* [Brief] Find every line below with the string "ceiling" and pick it out.

* [Excerpts from a dataset]
= = =
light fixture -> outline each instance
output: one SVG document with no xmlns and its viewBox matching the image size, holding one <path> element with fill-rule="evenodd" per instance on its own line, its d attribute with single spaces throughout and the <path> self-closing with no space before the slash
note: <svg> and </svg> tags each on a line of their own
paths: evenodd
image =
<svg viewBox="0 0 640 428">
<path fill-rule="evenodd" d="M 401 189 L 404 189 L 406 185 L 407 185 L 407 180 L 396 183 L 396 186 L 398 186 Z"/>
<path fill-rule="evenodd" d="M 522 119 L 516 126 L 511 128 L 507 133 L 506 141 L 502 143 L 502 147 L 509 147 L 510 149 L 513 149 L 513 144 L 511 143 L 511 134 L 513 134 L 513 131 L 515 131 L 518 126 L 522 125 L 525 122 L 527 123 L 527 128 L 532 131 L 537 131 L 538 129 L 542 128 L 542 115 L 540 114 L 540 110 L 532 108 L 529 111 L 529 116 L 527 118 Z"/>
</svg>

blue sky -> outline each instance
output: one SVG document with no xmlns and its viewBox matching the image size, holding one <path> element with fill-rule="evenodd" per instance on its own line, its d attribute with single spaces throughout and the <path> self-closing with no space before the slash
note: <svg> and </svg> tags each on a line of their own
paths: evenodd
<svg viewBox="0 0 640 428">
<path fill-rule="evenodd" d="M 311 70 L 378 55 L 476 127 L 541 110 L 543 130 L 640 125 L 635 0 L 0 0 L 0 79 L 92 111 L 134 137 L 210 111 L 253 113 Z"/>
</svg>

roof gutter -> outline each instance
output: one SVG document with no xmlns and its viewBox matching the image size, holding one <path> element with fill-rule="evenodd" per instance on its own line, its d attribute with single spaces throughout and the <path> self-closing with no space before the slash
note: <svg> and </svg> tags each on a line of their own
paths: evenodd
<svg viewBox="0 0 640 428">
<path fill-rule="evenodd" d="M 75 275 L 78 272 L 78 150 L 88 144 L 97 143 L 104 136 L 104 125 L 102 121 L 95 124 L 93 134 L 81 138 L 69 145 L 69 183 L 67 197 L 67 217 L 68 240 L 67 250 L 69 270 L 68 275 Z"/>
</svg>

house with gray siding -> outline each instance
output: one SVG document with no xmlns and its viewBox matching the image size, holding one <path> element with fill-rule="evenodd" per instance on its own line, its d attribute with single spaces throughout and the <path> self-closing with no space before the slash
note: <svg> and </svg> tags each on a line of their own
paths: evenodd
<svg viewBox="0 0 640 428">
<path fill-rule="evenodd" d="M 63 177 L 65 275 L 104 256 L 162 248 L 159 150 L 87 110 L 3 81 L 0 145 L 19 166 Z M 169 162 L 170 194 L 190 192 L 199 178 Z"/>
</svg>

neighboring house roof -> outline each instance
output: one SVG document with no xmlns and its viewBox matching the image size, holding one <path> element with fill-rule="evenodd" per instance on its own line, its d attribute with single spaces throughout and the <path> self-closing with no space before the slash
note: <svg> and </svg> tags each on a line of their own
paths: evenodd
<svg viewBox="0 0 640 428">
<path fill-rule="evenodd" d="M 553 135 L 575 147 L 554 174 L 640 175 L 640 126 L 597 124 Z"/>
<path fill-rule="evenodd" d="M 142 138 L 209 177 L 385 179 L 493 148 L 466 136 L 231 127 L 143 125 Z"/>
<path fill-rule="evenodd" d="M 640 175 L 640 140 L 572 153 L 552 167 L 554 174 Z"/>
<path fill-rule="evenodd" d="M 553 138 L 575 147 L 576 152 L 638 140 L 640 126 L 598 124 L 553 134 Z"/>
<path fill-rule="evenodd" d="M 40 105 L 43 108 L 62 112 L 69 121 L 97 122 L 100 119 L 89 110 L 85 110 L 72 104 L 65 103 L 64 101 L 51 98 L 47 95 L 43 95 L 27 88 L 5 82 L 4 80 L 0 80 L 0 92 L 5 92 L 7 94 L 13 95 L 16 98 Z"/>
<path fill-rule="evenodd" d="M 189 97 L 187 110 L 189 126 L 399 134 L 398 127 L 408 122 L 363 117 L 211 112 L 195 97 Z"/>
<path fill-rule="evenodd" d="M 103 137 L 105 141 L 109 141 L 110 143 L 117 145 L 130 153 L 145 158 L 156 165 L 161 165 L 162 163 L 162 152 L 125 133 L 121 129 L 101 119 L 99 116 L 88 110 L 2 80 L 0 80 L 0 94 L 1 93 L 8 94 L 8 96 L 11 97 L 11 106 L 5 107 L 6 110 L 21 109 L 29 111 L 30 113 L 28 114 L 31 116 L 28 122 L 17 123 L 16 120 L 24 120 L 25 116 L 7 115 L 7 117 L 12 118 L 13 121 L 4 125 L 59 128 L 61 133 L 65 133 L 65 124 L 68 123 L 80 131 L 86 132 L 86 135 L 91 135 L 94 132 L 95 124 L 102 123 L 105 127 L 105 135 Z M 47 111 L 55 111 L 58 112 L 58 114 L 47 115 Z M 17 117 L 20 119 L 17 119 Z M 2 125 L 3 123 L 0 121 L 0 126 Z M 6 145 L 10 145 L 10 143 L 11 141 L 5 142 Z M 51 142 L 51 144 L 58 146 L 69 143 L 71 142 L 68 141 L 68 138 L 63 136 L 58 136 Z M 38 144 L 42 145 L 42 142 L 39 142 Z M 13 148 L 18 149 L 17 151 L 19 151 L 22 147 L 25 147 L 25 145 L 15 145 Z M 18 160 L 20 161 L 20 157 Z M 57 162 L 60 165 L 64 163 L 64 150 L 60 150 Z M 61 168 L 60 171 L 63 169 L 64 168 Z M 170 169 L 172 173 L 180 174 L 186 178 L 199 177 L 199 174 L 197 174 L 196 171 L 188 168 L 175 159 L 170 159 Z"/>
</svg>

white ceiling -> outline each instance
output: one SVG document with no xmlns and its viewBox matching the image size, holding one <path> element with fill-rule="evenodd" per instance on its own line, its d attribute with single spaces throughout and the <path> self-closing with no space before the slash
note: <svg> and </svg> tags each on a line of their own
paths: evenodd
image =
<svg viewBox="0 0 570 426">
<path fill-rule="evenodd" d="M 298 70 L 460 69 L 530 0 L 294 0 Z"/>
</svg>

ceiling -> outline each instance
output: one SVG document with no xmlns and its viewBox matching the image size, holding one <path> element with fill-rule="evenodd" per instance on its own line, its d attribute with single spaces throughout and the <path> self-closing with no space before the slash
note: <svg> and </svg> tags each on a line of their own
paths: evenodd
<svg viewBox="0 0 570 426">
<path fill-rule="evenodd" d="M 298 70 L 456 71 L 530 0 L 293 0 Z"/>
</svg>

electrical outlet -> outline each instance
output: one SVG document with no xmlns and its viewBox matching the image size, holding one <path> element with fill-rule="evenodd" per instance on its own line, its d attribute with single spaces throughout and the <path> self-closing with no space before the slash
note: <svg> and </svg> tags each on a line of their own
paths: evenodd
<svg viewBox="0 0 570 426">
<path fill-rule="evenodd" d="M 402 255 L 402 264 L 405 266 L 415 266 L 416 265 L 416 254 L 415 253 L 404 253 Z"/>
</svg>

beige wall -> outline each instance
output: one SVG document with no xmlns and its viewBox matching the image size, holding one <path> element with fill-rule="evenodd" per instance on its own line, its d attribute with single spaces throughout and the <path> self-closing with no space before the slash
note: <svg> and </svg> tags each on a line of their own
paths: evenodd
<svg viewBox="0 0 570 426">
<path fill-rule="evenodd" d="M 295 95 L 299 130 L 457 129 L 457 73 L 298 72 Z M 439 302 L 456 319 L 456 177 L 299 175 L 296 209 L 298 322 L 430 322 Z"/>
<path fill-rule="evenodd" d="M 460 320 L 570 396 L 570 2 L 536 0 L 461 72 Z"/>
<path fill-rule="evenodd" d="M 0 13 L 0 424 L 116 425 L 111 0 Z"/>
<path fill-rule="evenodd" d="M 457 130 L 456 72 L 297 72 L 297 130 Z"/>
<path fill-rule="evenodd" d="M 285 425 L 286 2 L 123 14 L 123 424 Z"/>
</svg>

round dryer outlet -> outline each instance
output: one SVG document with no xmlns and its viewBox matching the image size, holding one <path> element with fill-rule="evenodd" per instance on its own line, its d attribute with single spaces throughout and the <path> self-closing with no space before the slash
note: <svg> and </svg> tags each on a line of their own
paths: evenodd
= = =
* [Your response]
white ceiling -> outline each instance
ceiling -> outline each instance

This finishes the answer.